ESTRATTO DEL DOCUMENTO =>
>>>

N. 23/2024
Sequestro penale: la cessione del credito in blocco intervenuta successivamente non comporta ex se la mala fede del cessionario, il quale è tenuto a dimostrare la buona fede del creditore originario
(Corte di Cassazione, I Sez. Penale, Pres. Santalucia- Rel. Magi, 30.01.2024, n.3798)
In tema di tutela del credito ceduto in epoca posteriore al sequestro preventivo, la cessione di un credito ipotecario, precedentemente insorto, successiva alla trascrizione di un provvedimento di sequestro o di confisca del bene sottoposto a garanzia, non preclude di per sé l’ammissibilità della ragione creditoria, né determina automaticamente uno stato di mala fede in capo al terzo cessionario del credito, potendo quest’ultimo dimostrare la propria buona fede.
Pertanto, la cessione del credito dopo il sequestro non comporta l’automatica mala fede in capo al cessionario, il quale potrà, comunque, chiedere l’ammissione del proprio credito allo “stato passivo” (art. 52 e segg. del D. Lgs. 159/2011 cd. Codice Antimafia). Il cessionario, subentrando nella stessa posizione giuridica del cedente, esercita i diritti e le facoltà del creditore originario (e, quindi, anche quella di chiedere il soddisfacimento del proprio credito con le modalità previste dal Codice Antimafia). Tuttavia, il cessionario ha l’onere di dimostrare la sussistenza della buona fede in capo al creditore originario e dovrà dimostrare anche la propria buona fede, intesa come mancanza di accordi fraudolenti con il soggetto che ha subito il sequestro/confisca.
Questo è il principio espresso dalla Corte di Cassazione Penale, Pres. Santalucia – Rel. Magi, con la sentenza n. 3798 del 30 gennaio 2024.
La vicenda in esame prende le mosse dalla iscrizione di un’ipoteca volontaria su un immobile a garanzia di un credito erogato dalla banca; cespite che veniva successivamente sottoposto a sequestro preventivo nei confronti del proprietario per reati tributari (omesso versamento IVA) dal medesimo commessi tra il 2010 e il 2011.
In sede di giudizio penale, nel 2017, veniva poi affermata la responsabilità di quest’ultimo e disposta confisca per equivalente del bene immobile.
Successivamente, nel dicembre del 2018, veniva stipulato un contratto di cessione dei crediti in sofferenza, “in blocco”, per cui la nuova banca diveniva cessionaria anche in rapporto al credito erogato nei confronti del soggetto sottoposto a confisca.
Secondo la Corte di Appello, chiamata a pronunciarsi sulla validità della predetta cessione, non poteva offrirsi tutela al soggetto cessionario, in ragione della strumentalità del finanziamento alla attività illecita, cui si univa l’assenza di dimostrazione della buona fede tanto del creditore originario quanto del soggetto subentrato nella titolarità della posizione creditoria.

<<<

CONSEGNE SCRITTE =>
[A] Secondo l'estratto, quando fu stipulato il contratto di cessione in blocco dei crediti in sofferenza?
[B] Estrai tutte le righe dei dati estratti e riportale senza alcuna modifica.
L'estratto e le righe sono materiali indipendenti tra loro.

DATI ESTRATTI =>
>>>

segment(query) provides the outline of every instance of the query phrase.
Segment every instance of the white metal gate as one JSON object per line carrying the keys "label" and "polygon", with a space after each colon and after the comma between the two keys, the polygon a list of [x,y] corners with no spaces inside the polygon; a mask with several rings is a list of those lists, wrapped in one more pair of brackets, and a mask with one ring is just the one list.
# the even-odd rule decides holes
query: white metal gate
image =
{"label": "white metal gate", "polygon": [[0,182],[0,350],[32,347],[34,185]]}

<<<

LE SOLUZIONI =>
[A] Nel dicembre del 2018.

[B]
segment(query) provides the outline of every instance of the query phrase.
Segment every instance of the white metal gate as one JSON object per line carrying the keys "label" and "polygon", with a space after each colon and after the comma between the two keys, the polygon a list of [x,y] corners with no spaces inside the polygon; a mask with several rings is a list of those lists, wrapped in one more pair of brackets, and a mask with one ring is just the one list.
# the even-odd rule decides holes
query: white metal gate
image =
{"label": "white metal gate", "polygon": [[0,182],[0,350],[32,347],[34,185]]}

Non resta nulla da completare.